▶

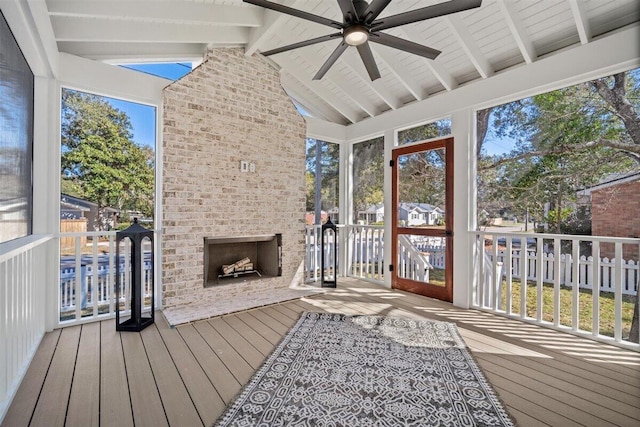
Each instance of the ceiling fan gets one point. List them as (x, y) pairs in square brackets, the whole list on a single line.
[(360, 26)]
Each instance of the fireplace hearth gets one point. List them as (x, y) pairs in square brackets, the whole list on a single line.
[(233, 259)]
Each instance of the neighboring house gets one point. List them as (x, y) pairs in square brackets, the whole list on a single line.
[(420, 214), (373, 214), (615, 204), (75, 208), (309, 217)]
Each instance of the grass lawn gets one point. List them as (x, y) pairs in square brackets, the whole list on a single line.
[(585, 313)]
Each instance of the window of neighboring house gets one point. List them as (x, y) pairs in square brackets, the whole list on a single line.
[(439, 128), (16, 138), (368, 175), (322, 180)]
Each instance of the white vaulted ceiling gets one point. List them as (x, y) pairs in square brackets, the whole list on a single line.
[(475, 44)]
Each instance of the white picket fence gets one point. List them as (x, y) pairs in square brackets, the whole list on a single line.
[(88, 278), (499, 260), (630, 271)]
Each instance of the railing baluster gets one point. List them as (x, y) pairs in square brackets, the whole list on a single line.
[(595, 288), (524, 254), (112, 274), (617, 332), (510, 271), (575, 284), (539, 279), (77, 297), (556, 281), (95, 288)]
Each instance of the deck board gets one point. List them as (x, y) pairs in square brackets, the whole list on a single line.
[(206, 399), (176, 401), (186, 375), (51, 409), (26, 398), (84, 402), (145, 398), (115, 404)]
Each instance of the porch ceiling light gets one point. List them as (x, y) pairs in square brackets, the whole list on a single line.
[(355, 35)]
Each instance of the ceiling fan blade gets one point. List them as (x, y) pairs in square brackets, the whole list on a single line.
[(349, 13), (302, 44), (369, 62), (373, 10), (428, 12), (402, 44), (332, 59), (295, 12)]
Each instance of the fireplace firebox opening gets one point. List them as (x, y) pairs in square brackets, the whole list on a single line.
[(232, 259)]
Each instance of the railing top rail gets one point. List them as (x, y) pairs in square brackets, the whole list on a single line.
[(14, 247), (92, 233), (629, 240)]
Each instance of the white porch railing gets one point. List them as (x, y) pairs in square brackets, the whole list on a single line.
[(569, 286), (22, 310), (88, 276), (365, 255)]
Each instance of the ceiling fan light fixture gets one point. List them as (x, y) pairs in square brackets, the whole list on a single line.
[(355, 35)]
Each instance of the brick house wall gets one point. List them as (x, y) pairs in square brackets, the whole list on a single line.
[(230, 108), (616, 212)]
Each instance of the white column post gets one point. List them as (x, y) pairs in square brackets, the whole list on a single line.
[(46, 188), (390, 141), (345, 190), (465, 253)]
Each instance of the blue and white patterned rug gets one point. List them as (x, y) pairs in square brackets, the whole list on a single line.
[(338, 370)]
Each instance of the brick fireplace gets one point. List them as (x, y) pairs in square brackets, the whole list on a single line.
[(233, 166)]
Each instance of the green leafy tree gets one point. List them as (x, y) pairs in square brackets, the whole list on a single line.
[(100, 162), (368, 175), (566, 140), (329, 175)]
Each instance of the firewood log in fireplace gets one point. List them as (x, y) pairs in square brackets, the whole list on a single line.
[(244, 264)]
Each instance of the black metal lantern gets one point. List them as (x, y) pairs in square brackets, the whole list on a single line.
[(130, 288), (329, 255)]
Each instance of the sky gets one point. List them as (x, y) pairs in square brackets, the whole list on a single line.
[(143, 117)]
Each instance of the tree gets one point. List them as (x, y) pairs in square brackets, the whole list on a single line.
[(100, 162), (329, 174), (566, 140), (368, 174)]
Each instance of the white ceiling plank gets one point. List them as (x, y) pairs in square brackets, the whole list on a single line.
[(316, 87), (401, 74), (300, 93), (122, 53), (469, 45), (257, 36), (272, 21), (325, 131), (316, 61), (165, 11), (356, 65), (518, 30), (603, 56), (75, 29), (295, 91), (582, 22), (437, 69)]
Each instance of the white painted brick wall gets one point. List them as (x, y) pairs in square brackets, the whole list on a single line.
[(230, 108)]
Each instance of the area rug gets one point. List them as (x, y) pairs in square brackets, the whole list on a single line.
[(338, 370)]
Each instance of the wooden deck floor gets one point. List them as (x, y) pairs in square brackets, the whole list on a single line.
[(91, 375)]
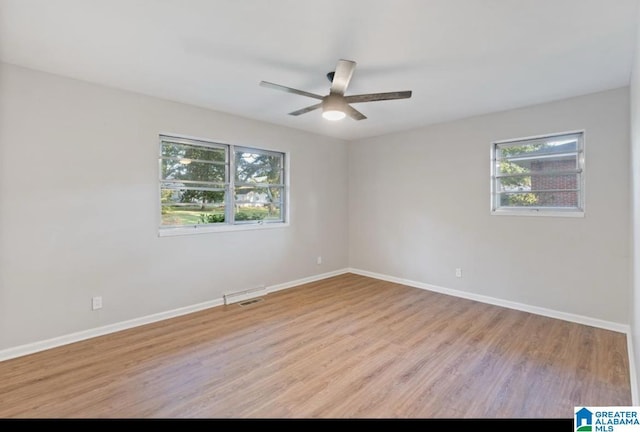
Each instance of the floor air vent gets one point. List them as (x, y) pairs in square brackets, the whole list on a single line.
[(248, 302), (243, 296)]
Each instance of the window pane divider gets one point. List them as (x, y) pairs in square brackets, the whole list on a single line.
[(177, 159), (540, 173), (537, 191)]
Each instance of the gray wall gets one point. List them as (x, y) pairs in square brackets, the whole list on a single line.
[(419, 207), (79, 209), (635, 201)]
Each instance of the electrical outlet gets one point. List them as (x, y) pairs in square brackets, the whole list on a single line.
[(96, 303)]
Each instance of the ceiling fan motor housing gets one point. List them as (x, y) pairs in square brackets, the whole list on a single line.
[(333, 102)]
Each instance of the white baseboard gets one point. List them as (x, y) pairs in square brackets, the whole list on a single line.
[(309, 279), (632, 371), (579, 319), (34, 347), (594, 322)]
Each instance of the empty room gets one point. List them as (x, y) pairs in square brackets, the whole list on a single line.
[(247, 209)]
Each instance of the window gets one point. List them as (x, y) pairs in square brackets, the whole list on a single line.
[(216, 186), (539, 176)]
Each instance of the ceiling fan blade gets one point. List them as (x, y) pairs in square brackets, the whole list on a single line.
[(306, 110), (342, 76), (354, 113), (289, 90), (372, 97)]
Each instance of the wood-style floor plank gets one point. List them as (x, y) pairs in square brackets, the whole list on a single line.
[(344, 347)]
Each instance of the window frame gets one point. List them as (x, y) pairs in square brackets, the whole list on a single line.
[(578, 211), (230, 223)]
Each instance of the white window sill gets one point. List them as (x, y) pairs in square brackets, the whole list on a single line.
[(538, 212), (204, 229)]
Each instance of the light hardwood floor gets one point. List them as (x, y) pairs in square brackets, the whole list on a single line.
[(344, 347)]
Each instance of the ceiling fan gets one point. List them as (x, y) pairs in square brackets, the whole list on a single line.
[(336, 105)]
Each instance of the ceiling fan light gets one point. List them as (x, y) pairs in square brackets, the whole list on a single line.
[(333, 114)]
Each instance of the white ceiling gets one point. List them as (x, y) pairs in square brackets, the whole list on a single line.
[(459, 57)]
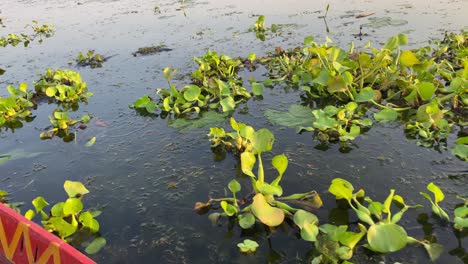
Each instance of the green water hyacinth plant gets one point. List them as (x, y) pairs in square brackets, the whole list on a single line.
[(333, 124), (17, 106), (64, 86), (69, 220), (384, 235), (267, 205), (61, 123), (40, 31), (215, 85)]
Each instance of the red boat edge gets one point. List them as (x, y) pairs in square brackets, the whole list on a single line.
[(23, 241)]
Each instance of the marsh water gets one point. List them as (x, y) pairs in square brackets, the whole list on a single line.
[(146, 175)]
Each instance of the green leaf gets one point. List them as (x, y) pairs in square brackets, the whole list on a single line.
[(302, 217), (426, 90), (72, 206), (227, 104), (229, 209), (29, 214), (234, 186), (88, 221), (95, 246), (268, 189), (309, 232), (39, 203), (387, 114), (365, 95), (438, 194), (280, 162), (263, 140), (408, 59), (270, 216), (434, 250), (247, 162), (192, 92), (386, 237), (246, 220), (461, 151), (342, 189), (248, 246), (90, 142), (297, 116), (257, 89), (74, 188)]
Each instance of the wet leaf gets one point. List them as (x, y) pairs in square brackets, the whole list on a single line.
[(96, 245), (90, 142), (270, 216), (73, 188), (387, 114), (246, 220), (248, 246), (386, 237), (297, 116)]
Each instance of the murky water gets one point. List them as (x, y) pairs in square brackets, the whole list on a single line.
[(146, 176)]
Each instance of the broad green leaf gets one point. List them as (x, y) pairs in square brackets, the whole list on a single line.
[(95, 246), (365, 95), (246, 220), (386, 237), (257, 89), (350, 239), (280, 162), (268, 189), (63, 228), (434, 250), (39, 203), (228, 104), (408, 59), (29, 214), (426, 90), (90, 142), (229, 209), (234, 186), (248, 246), (297, 116), (57, 209), (438, 194), (263, 140), (270, 216), (74, 188), (72, 206), (247, 162), (461, 151), (342, 189), (192, 92), (387, 114), (309, 232), (336, 85), (88, 221), (302, 217)]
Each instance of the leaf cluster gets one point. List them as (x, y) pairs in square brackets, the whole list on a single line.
[(69, 220)]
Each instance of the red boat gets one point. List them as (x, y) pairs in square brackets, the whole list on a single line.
[(23, 241)]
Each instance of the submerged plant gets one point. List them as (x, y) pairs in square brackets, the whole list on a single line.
[(69, 220)]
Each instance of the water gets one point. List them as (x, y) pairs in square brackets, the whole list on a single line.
[(146, 176)]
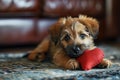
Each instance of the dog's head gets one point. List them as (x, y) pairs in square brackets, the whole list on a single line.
[(74, 35)]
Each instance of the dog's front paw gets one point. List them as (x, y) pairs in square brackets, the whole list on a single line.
[(105, 63), (72, 64)]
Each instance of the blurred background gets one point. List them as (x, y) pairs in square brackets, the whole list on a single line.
[(24, 23)]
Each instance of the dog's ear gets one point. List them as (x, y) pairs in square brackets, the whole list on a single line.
[(55, 30), (91, 24)]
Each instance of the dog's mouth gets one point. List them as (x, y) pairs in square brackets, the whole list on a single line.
[(74, 51)]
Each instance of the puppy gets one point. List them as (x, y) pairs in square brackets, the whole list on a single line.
[(69, 38)]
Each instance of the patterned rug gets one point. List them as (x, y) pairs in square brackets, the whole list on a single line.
[(15, 66)]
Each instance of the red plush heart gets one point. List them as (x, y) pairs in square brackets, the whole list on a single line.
[(90, 58)]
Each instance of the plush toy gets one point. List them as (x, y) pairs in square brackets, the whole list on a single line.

◀

TASK OBJECTIVE:
Please provide an exact transcription of each line from the one holding "Each instance of the patterned" through the final line of the data above.

SOLUTION TO THIS EXERCISE:
Each instance of the patterned rug gets one point. List them as (x, y) pairs in square brackets, the whole list on a single line.
[(15, 66)]
Each instance of the red plush heart gets one point. List them as (x, y) pairs in square brackets, the whole list on a single line.
[(90, 58)]
Each instance of the plush toy gets one point. List them as (x, y) pairs in square brackets, the whole list on a single line.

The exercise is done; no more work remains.